* _Task objective_: Retype all of the material below line for line, without changing any character, and leave out the pictures.

— START OF Data lines —

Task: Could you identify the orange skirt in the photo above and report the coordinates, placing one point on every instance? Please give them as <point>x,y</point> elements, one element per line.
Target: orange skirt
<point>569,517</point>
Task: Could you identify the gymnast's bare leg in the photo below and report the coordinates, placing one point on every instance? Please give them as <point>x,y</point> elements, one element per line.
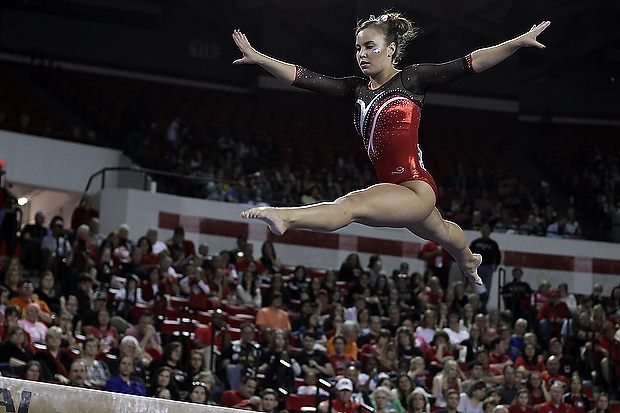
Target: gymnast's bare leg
<point>408,205</point>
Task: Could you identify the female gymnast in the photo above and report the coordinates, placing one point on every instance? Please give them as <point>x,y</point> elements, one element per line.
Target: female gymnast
<point>387,115</point>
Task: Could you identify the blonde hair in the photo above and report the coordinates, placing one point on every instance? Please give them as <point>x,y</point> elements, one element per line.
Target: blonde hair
<point>395,27</point>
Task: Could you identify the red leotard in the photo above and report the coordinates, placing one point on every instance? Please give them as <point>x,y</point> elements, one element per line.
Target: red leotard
<point>388,117</point>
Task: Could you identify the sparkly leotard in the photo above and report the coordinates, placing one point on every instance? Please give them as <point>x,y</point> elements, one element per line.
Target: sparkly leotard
<point>388,117</point>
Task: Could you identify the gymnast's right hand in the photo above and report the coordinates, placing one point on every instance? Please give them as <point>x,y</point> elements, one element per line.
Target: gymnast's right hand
<point>250,55</point>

— END OF Data lines —

* _Exercise answer_:
Task: Could you identify the orange skirt in the photo above and report the coordinates, placing one point on every instance? Please give them as <point>x,y</point> elements, one element per line.
Target: orange skirt
<point>569,517</point>
Task: Could you identify the gymnast's bare leg in the photo below and report the coordinates, placing one point on every instance? Please give them as <point>x,y</point> elements, one element per line.
Target: gymnast's bare leg
<point>408,205</point>
Task: Could you identify the female gymnast in the photo above and report the coordinates, placing one point on every instance? Please give them as <point>x,y</point> elements, one element per line.
Target: female gymnast
<point>387,115</point>
Task: Could you identify the blonde hair in the photo above and report the coordinates, placing one point on every instance? Please give them as <point>x,y</point> elements, one element per line.
Target: blonde hair
<point>395,27</point>
Task: Could you identify the red leotard in the photo above and report the coordinates, placing one point on every instance? Please give them as <point>x,y</point> elements, one element per line.
Target: red leotard
<point>388,117</point>
Task: Could you identify the sparkly leotard in the photo above and report the coordinates, placing one point on every instance? Please give them as <point>x,y</point> elements, one element per line.
Target: sparkly leotard
<point>388,117</point>
Task: Could you identify the gymnast's right hand in the photo above and report the coordinates, placing one point on every instance? Please give them as <point>x,y</point> elements, one element per line.
Target: gymnast's right hand
<point>250,55</point>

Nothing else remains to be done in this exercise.